Report how many lines in the data below contain the string "flooring". Give only the number.
==========
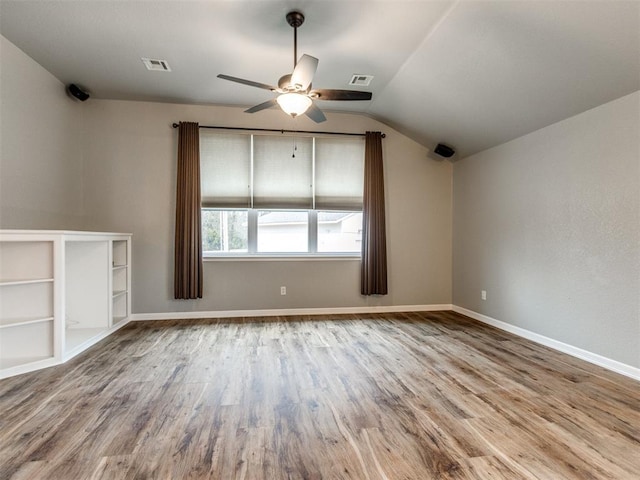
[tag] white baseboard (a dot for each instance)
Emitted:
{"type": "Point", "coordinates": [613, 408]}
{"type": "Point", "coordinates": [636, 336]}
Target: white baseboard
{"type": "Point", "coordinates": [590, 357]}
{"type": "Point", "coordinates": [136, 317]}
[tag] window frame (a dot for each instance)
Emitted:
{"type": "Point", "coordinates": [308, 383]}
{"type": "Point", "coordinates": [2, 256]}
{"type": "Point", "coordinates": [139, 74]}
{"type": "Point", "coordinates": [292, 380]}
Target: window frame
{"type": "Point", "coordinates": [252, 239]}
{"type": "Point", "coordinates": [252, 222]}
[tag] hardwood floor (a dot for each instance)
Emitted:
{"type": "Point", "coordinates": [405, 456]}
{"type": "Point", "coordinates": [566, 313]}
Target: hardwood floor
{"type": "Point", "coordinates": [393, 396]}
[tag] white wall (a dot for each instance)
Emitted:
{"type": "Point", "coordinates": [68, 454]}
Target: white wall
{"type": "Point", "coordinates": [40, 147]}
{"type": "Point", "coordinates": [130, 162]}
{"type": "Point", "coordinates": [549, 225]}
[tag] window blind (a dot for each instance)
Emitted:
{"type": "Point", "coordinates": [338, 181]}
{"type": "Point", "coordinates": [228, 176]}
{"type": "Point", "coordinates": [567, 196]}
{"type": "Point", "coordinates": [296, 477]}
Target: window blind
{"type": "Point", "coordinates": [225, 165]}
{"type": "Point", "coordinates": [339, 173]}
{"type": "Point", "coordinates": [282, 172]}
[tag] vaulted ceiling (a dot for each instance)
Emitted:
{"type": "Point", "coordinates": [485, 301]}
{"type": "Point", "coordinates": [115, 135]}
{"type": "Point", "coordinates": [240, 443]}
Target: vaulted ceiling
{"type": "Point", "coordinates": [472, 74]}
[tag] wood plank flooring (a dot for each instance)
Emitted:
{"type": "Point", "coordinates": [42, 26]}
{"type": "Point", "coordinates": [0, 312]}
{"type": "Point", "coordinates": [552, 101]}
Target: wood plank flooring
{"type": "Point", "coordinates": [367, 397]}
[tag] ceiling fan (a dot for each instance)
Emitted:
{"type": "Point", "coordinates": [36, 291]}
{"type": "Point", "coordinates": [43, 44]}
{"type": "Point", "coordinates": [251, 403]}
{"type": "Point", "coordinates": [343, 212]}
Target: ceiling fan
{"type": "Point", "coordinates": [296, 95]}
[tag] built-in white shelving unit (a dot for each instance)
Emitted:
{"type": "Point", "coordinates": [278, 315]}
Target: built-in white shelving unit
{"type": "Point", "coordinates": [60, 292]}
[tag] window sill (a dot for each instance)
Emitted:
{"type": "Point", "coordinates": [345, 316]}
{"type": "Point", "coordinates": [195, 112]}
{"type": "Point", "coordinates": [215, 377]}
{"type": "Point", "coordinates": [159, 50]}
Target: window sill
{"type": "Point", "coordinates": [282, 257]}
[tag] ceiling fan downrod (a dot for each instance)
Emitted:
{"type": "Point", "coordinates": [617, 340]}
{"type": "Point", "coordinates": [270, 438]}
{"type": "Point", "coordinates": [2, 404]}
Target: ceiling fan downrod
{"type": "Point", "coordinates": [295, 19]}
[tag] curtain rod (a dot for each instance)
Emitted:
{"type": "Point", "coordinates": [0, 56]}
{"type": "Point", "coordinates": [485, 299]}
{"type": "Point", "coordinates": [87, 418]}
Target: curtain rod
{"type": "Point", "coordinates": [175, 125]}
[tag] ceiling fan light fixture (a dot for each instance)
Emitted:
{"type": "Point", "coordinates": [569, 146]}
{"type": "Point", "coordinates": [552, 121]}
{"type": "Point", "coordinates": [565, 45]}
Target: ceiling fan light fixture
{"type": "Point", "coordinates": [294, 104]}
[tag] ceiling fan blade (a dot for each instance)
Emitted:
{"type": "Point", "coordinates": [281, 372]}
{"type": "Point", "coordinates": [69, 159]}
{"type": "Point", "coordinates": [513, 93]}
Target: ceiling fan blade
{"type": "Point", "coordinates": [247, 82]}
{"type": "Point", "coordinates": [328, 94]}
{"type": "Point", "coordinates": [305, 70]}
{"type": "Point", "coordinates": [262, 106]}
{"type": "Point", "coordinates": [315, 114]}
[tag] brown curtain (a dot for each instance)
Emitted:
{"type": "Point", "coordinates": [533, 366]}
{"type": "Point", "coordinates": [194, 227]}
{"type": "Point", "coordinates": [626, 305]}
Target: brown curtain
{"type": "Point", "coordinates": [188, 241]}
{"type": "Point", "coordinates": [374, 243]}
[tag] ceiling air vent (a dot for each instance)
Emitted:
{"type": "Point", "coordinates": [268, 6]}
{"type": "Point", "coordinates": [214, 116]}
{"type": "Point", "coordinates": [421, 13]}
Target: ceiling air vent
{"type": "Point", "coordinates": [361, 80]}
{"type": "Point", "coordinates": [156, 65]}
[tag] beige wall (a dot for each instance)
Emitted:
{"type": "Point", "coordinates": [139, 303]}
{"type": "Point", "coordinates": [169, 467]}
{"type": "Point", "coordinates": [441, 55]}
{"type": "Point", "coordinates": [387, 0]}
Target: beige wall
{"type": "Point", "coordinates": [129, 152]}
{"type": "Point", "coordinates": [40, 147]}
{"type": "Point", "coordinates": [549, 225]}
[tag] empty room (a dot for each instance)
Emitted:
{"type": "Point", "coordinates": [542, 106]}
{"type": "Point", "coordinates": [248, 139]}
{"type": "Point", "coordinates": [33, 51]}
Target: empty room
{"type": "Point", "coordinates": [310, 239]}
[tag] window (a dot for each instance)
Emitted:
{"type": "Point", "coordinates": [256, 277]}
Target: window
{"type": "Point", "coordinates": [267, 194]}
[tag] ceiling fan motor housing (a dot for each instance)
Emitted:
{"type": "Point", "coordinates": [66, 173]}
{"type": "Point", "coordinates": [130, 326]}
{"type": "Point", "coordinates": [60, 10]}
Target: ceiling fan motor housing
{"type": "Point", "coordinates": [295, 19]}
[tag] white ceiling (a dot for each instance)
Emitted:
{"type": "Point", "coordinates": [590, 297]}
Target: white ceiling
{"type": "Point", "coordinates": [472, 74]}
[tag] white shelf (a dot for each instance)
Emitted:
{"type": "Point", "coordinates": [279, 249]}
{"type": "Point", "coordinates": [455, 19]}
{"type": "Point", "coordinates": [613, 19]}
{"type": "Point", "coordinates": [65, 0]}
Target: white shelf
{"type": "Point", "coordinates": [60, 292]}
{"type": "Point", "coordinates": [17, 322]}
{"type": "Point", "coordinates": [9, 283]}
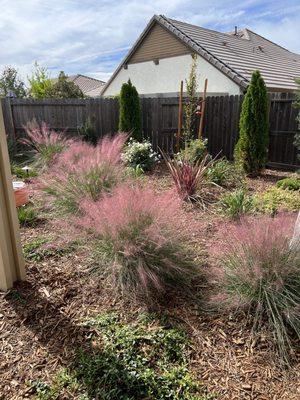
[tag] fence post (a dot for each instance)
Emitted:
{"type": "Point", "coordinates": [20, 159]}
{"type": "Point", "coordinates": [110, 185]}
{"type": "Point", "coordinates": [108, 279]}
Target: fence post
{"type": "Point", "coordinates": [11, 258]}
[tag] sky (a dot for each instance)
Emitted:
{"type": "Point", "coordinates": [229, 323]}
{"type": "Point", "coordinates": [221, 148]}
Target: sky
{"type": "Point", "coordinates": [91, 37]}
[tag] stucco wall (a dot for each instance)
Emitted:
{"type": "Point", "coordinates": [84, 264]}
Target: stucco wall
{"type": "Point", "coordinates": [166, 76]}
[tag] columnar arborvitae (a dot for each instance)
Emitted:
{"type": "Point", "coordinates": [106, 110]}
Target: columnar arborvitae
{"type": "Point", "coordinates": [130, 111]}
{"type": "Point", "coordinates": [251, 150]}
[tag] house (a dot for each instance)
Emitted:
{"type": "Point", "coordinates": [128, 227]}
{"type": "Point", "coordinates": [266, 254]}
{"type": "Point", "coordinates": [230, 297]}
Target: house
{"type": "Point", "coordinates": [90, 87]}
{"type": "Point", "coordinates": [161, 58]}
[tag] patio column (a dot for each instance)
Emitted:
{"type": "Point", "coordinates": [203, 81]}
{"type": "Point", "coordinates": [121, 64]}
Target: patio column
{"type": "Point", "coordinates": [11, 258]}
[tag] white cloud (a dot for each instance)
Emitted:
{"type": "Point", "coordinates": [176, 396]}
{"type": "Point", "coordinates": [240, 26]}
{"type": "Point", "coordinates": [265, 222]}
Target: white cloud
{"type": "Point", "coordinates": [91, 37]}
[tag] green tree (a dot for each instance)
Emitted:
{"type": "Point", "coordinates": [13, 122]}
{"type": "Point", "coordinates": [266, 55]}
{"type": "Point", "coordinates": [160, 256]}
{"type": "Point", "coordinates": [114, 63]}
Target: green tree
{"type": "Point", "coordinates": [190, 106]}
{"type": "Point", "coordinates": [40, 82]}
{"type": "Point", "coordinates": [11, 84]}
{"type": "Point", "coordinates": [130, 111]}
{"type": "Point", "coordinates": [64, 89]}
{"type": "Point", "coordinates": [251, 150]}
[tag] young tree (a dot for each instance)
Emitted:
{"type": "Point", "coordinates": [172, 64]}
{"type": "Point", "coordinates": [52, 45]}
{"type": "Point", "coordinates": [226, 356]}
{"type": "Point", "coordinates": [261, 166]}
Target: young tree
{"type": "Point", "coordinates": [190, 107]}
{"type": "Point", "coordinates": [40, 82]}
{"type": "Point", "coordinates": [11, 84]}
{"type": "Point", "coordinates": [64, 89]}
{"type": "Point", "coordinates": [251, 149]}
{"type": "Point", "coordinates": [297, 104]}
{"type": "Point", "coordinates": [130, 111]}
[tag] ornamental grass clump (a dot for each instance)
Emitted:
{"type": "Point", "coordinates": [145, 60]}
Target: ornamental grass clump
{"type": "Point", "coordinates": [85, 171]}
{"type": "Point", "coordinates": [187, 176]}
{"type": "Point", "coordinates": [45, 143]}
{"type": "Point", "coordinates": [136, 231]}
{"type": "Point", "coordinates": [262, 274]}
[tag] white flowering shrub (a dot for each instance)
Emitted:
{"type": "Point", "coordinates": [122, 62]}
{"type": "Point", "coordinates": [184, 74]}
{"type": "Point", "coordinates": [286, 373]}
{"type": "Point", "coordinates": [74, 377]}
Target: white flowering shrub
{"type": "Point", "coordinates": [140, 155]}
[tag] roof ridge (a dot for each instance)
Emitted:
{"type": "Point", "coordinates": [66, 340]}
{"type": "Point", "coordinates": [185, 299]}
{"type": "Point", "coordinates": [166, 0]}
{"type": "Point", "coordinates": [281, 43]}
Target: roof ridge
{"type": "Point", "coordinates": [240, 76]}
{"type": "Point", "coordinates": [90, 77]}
==========
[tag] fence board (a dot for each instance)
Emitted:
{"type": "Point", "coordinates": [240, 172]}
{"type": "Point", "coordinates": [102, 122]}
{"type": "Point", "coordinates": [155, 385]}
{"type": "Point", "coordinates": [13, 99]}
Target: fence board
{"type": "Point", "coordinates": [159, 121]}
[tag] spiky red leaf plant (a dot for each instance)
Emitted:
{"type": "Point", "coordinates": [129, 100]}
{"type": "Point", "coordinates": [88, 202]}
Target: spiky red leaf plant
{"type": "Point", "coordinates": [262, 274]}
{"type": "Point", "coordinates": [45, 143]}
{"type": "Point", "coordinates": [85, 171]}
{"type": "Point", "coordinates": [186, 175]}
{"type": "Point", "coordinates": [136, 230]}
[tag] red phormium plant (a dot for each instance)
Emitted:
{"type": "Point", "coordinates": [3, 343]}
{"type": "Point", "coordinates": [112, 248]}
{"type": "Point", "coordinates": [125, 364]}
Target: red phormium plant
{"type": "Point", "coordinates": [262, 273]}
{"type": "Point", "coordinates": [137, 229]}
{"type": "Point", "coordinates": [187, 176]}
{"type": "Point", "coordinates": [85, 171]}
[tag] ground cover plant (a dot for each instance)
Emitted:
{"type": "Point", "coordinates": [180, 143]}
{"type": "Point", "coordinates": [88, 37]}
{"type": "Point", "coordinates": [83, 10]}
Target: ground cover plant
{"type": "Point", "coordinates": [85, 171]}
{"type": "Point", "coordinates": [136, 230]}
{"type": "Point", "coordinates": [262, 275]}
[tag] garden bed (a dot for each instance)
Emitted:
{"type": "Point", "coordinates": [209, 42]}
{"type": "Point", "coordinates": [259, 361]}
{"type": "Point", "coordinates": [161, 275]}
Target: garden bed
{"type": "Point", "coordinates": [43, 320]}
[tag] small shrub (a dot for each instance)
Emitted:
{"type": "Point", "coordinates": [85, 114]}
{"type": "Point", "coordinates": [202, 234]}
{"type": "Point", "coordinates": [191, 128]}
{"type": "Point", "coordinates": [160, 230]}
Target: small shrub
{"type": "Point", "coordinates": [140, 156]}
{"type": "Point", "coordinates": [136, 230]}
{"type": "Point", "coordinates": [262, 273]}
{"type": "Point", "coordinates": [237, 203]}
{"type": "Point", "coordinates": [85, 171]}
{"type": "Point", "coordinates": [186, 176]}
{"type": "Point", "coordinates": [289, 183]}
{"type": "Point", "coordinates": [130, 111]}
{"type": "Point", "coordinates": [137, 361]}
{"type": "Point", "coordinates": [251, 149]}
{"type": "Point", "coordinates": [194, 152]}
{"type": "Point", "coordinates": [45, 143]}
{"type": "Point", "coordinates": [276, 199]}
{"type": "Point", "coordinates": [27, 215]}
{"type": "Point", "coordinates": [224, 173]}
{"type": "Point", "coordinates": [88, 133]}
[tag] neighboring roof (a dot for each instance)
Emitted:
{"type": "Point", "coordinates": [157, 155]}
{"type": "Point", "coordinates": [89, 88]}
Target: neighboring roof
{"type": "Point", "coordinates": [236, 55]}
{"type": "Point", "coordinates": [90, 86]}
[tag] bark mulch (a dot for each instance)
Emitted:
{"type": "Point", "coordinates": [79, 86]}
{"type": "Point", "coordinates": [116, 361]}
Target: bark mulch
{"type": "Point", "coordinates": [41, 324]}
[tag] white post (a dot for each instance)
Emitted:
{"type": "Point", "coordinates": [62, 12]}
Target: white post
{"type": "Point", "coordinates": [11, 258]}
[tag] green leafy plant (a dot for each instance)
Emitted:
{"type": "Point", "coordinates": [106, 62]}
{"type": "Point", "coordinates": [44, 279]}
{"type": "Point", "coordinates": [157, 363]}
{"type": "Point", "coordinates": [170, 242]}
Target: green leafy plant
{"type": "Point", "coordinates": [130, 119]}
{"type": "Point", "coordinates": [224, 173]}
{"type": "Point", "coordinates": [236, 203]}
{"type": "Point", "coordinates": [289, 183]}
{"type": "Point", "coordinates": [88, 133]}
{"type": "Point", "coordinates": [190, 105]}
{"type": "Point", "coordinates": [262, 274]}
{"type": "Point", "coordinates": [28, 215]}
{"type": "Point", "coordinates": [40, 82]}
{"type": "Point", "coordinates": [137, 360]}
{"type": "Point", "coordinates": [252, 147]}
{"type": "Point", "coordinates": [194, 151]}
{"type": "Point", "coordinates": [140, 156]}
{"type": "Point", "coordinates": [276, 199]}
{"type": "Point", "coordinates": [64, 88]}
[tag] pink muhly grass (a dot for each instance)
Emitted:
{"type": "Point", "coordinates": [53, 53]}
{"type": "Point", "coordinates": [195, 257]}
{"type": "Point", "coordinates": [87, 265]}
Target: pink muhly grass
==========
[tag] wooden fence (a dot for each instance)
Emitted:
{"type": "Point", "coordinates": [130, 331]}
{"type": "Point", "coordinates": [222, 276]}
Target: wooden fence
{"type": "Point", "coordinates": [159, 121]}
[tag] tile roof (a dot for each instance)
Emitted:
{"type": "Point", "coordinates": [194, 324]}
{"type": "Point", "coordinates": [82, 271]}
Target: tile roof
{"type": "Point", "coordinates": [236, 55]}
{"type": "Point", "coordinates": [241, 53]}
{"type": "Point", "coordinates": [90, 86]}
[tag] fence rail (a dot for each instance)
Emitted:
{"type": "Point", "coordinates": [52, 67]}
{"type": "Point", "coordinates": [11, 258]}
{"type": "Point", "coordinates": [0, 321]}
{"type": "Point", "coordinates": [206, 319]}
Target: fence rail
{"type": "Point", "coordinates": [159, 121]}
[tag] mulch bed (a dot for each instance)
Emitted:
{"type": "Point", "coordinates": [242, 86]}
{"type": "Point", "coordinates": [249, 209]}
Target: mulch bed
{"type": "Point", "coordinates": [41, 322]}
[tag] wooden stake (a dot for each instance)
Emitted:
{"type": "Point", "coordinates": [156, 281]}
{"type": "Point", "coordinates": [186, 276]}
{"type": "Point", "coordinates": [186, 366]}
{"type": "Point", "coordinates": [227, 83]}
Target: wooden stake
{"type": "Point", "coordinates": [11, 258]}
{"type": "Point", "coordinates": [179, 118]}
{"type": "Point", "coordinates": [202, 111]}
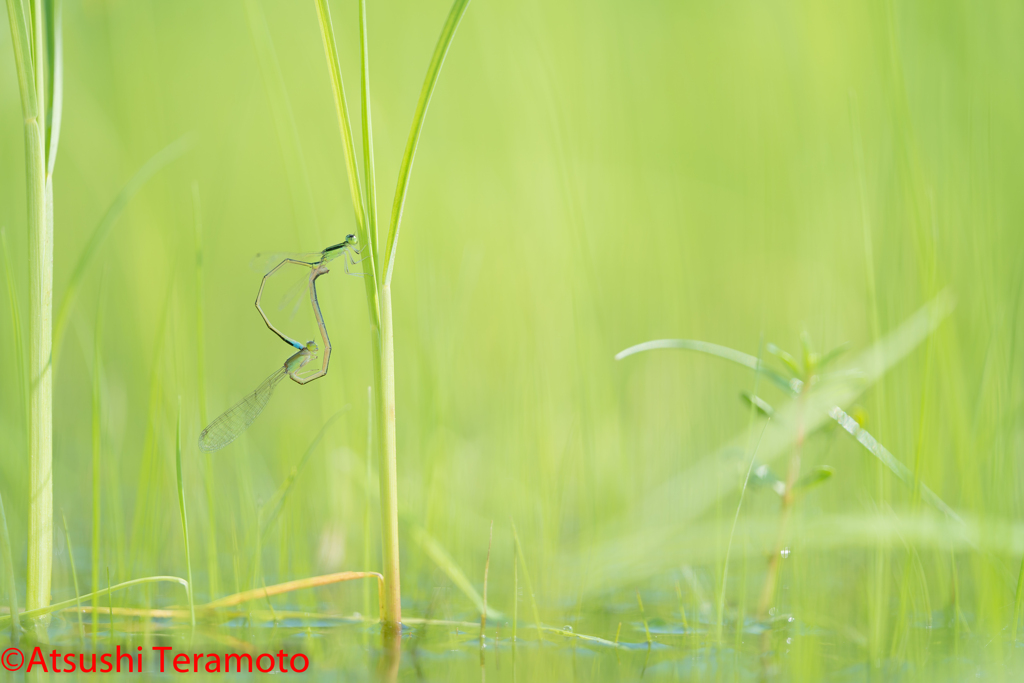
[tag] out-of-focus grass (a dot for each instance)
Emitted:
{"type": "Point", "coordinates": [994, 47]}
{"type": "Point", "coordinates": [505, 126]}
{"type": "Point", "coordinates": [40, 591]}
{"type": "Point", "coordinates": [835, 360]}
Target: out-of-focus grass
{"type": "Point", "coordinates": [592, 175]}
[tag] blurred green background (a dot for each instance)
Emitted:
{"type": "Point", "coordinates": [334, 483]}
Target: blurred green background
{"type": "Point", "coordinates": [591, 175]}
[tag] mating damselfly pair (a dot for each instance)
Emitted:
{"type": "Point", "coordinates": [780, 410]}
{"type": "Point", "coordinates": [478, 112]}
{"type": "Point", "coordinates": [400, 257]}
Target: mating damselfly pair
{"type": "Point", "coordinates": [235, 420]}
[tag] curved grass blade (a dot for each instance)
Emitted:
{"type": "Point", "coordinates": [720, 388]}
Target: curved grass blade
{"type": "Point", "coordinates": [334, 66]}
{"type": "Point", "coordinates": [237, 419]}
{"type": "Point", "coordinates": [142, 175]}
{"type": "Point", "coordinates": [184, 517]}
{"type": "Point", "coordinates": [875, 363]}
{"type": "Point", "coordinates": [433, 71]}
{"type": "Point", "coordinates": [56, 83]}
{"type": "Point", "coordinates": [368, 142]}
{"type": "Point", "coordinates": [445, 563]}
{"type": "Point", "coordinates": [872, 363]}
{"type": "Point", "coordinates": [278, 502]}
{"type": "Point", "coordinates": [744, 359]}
==========
■ SOLUTION ■
2